What the task asks
Retype, exactly as they appear below, the lines between the line holding "pixel 138 203" and the line holding "Query: worker standing on platform", both ends included.

===== Data provided =====

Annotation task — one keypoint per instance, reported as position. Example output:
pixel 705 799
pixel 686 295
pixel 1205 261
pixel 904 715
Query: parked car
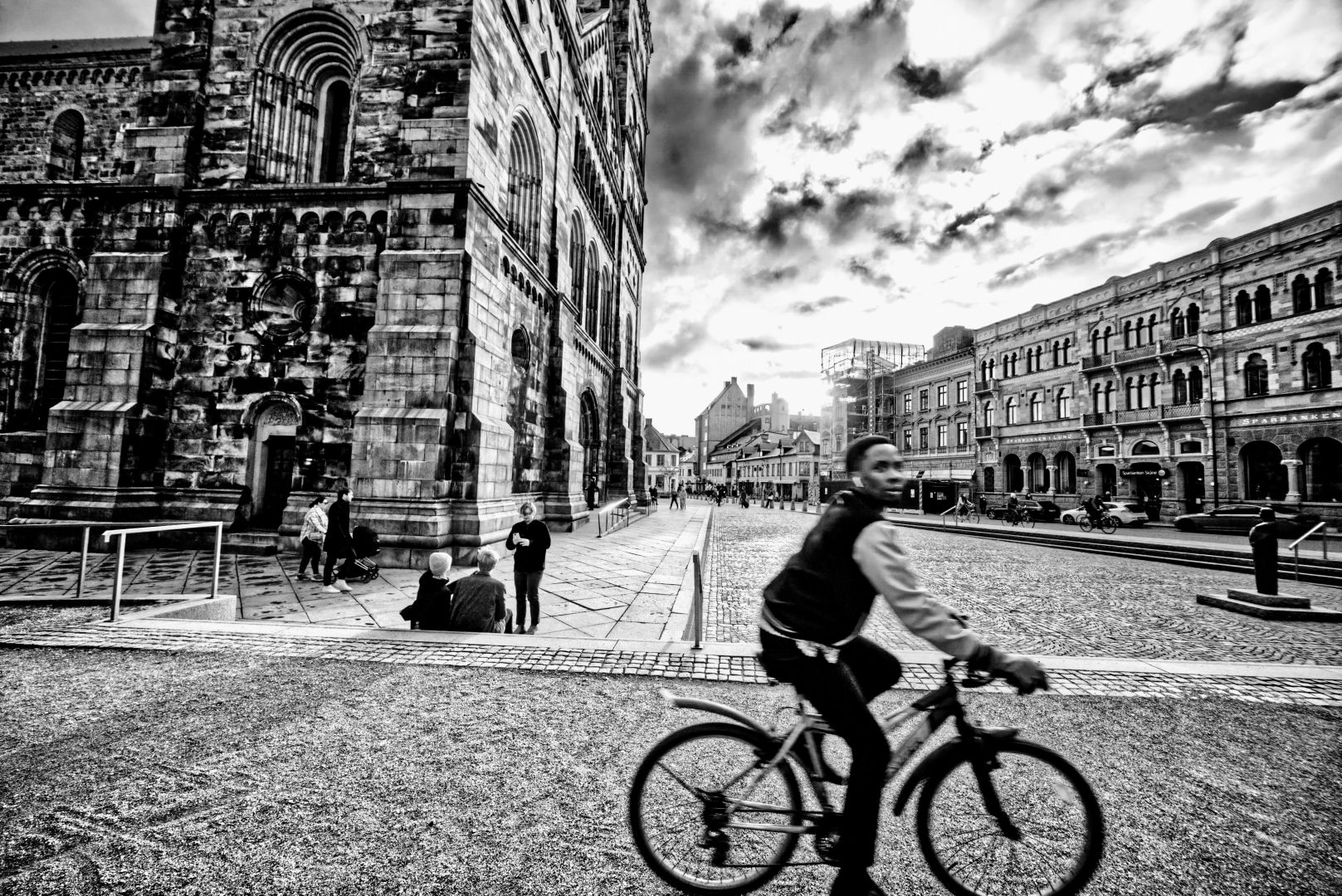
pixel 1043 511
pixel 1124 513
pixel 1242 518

=====
===== Data provided =====

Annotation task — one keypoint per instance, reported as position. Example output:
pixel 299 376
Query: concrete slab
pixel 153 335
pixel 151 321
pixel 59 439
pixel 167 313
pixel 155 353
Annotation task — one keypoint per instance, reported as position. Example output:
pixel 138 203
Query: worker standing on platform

=====
===== Data provided =====

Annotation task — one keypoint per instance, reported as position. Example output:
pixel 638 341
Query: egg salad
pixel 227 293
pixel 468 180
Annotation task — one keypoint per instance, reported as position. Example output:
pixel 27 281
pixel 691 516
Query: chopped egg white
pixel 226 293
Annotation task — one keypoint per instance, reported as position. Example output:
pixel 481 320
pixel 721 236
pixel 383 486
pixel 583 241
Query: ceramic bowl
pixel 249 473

=====

The completed task
pixel 138 203
Query: worker standing on platform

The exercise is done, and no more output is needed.